[What you need to do]
Write the next part of the article on New York's Marriage Equality Act and what it means for employers, picking up after its final sentence.

[Passage for review]
Effective July 24, 2011, New York became the sixth state in the country to legalize same-sex marriage, joining Massachusetts, Connecticut, Iowa, Vermont, New Hampshire, and Washington, D.C. The new law – – the Marriage Equality Act – – amends the statutory definition of a marriage in Section 10-a of the New York Domestic Relations Law to provide: “A marriage that is otherwise valid shall be valid regardless of whether the parties to the marriage are of the same or different sex.” The new law mandates that same-sex and different-sex marriages be treated the same by the government. This means that the government may not deny rights, benefits, protections, privileges or responsibility relating to marriage because the partners are of the same or different sexes.
The Marriage Equality Act means that same sex spouses will likely be deemed to be spouses for all employment-related purposes. We will have to await the development of case law to determine the full impact of this new legislation.
Employers may be surprised to learn that certain legal protections already exist for same-sex unions, even if the parties are not married. These include bereavement leave; health care benefits; and family and medical leave for children of same sex couples.
Bereavement leave for the death of a spouse, parent, child, or close relative must now offer the same leave for the death of a same-sex partner, or for the death of the parent, child or other close relative of the same-sex partner. The new law does not mandate providing bereavement leave; employers still have the option to choose to provide this benefit or not. However, if it is offered, it must be offered equally to same sex families. While there may be some employers who oppose same sex unions on religious grounds, this law does not contain any exemptions, and it applies to all size employers. One issue that employers may face is how to verify that there is a bona fide same sex union without running afoul of New York State’s prohibition against discrimination on the basis of sexual orientation. Another issue is whether the religious exemption provisions of the Marriage Equality Act will apply if and when the same sex couple marries in New York.
– Health Insurance Benefits for Same Sex Partners: In 2008, New York’s Insurance Department issued a ruling which requires that same sex partners be permitted to participate in health insurance plans if they were validly married in a state that recognizes same sex unions. In essence, the Insurance Department held that a valid marriage in another state must be recognized in New York, and the parties must be treated as though they are spouses.
Courts have also held that participants in a same sex union performed in a state that recognizes the marriage qualify as spouses for purposes of health benefits. In one case, this meant that a community college employee qualified for spousal health care benefits. In another case, this meant that an executive order which recognized out-of-state same sex marriages for purposes of public employee health insurance coverage and other benefits was deemed valid.
In 2009, President Obama signed a presidential memorandum extending health benefits to same sex partners of federal employees.

[Collection entries]

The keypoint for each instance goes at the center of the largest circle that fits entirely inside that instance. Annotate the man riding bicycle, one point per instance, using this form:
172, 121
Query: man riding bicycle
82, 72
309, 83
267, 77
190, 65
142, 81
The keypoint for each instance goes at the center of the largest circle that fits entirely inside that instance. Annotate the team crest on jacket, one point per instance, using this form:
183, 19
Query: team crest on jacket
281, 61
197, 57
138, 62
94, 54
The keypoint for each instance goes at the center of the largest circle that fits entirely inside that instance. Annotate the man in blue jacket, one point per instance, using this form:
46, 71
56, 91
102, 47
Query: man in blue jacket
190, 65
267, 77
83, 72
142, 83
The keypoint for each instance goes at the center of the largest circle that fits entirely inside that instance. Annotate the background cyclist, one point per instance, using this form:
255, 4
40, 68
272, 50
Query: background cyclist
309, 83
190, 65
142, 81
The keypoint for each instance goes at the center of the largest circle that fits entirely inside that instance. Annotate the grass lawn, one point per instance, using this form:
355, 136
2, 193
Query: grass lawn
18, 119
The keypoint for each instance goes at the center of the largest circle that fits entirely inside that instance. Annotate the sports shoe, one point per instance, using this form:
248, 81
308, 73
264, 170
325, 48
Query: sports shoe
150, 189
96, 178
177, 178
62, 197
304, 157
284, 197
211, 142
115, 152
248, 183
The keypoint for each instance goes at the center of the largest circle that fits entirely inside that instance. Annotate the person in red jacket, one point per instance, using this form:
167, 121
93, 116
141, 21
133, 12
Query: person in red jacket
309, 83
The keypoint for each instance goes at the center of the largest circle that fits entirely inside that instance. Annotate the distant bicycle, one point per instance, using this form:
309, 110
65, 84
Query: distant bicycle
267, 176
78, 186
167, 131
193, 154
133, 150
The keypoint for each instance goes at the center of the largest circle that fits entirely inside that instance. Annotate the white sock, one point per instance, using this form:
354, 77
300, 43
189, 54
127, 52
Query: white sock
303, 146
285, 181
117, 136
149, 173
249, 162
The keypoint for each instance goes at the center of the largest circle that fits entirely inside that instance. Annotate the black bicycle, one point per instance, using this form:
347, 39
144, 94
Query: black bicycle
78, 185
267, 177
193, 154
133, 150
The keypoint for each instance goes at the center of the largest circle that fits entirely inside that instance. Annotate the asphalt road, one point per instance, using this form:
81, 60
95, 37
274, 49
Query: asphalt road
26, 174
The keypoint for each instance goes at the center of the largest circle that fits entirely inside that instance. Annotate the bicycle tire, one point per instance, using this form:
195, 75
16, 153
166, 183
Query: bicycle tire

[Answer box]
In 2011, a New York appellate court ruled that an employer did not engage in sexual orientation discrimination by offering health care benefits to “same sex” domestic partners, but not offering it to “opposite sex” domestic partners. The court found that there was a rational basis for the distinction since heterosexual individuals living together could obtain health care benefits by marrying, but same sex partners could not marry in New York at such time. The enactment of the Marriage Equality Act could well change the result if the same case was to arise in the future.
– Family and Medical Leave Coverage in Same Sex Unions: The U.S. Department of Labor recently published a fact sheet which expands coverage under the Family and Medical Leave Act (“FMLA”) to provide leave for birth, bonding, or to care for a child with a serious health condition on the basis of an “in loco parentis” relationship, which could provide these statutory rights to participants in a same sex union. The FMLA has always provided leave benefits to an individual acting “in loco parentis” or as a parent to a child, even if the person is not a birth parent. The Department of Labor has determined that “[a] person who will co-parent a same-sex partner’s biological child may take leave for the birth of the child and for bonding.” Similarly, that partner would be able to take leave to care for the child’s serious health condition. Persons who take on the role of a parent and assume day-to-day responsibilities to care for, or financially support, a child are deemed to be acting “in loco parentis”, whether or not a biological parent also exists. The factors considered in determining whether the standard has been met include:
• The age of the child;
• The degree to which the child is dependent on the person;
• The amount of financial support, if any, provided; and
• The extent to which duties commonly associated with parenthood are exercised.
The ability for someone acting in loco parentis” to take leave is not new. What is new is that the U.S. Department of Labor has specifically acknowledged the application of this standard to same-sex unions.
As society changes, case and statutory law change. The recognition of same sex unions has created an evolving body of law defining when an employer must afford the same rights given to heterosexual couples to partners in a same sex union. We anticipate that the laws in this area will continue to change quickly. It is important, therefore, for employers and employees to seek competent legal counsel when confronted with these types of issues.